=== 原文節錄 ===
4.2.2 遙控通道是將數管系統的指令及數據傳送到用戶的接口。由于指令的類型不同,遙控通道也可以采用單根或數根傳送線。被分為如下幾類:
a) 開/關指令通道:以具有一定寬度的脈沖的形式提供給用戶,用于驅動較大功率的負載;
b) 串行加載指令通道:向用戶傳送8Nbit的數據字(N是正整數)。
4.2.3 串行數據總線用于實現數管系統各模塊間以及數管系統經遠置總線接口和航天器分系統、設備、科學儀器間的信息傳送。采用時分多路復用的原理傳送PCM數據。
4.3 信號和電平的約定
4.3.1 串行數字信號(非歸零電平碼NRZ-L)
這類信號出現在遙測數字通道接口和遙控串行加載指令通道接口。對于遙測通道,串行數字信號是數管系統的輸入;對于遙控通道,串行數字信號(數據字)是數管系統的輸出。以正電壓或開關斷開表示數字信號的邏輯“1”,以零電壓或開關接通表示數字信號的邏輯“0”。
4.3.2 采樣信號和地址信號
這類信號用于串行數字信號的傳送。當航天器特定分系統用戶地址數量較少時,采樣信號是由遠置單元向用戶直接提供的選通信號;當特定分系統的用戶地址數量較多時(一般大于8),則可以地址信號的形式向用戶提供地址編碼,再由該分系統自行完成地址譯碼生成相應地址的選通信號。
選通信號,無論是采樣信號直接提供的還是地址信號譯碼所生成的,均為開關閉合信號。工作狀態(即選通狀態),開關閉合;非工作狀態,開關斷開。電路設計要確保工作狀態時,用戶輸入端為零電平。
4.3.3 雙電平數字信號
雙電平數字信號沒有非工作狀態,即“靜止態”。
這類信號是遙測雙電平數字通道的數據輸入。以兩個邏輯狀態表示,正電壓對應于邏輯“1”,零電壓對應于邏輯“0”。
===
▶ _練習說明_:
請重寫節錄中從「這類信號出現在遙測數字通道接」到「狀態時,用戶輸入端為零電平。」這一段,並把其中的「遠置單元」更名為「遠端單元」。 這份資料取自與節錄不同的另一個來源。
=== 原始資料 ===
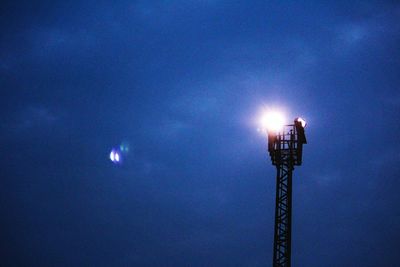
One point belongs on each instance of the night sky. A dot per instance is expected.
(181, 83)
===
▶ _練習結果_:
這類信號出現在遙測數字通道接口和遙控串行加載指令通道接口。對于遙測通道,串行數字信號是數管系統的輸入;對于遙控通道,串行數字信號(數據字)是數管系統的輸出。以正電壓或開關斷開表示數字信號的邏輯“1”,以零電壓或開關接通表示數字信號的邏輯“0”。
4.3.2 采樣信號和地址信號
這類信號用于串行數字信號的傳送。當航天器特定分系統用戶地址數量較少時,采樣信號是由遠端單元向用戶直接提供的選通信號;當特定分系統的用戶地址數量較多時(一般大于8),則可以地址信號的形式向用戶提供地址編碼,再由該分系統自行完成地址譯碼生成相應地址的選通信號。
選通信號,無論是采樣信號直接提供的還是地址信號譯碼所生成的,均為開關閉合信號。工作狀態(即選通狀態),開關閉合;非工作狀態,開關斷開。電路設計要確保工作狀態時,用戶輸入端為零電平。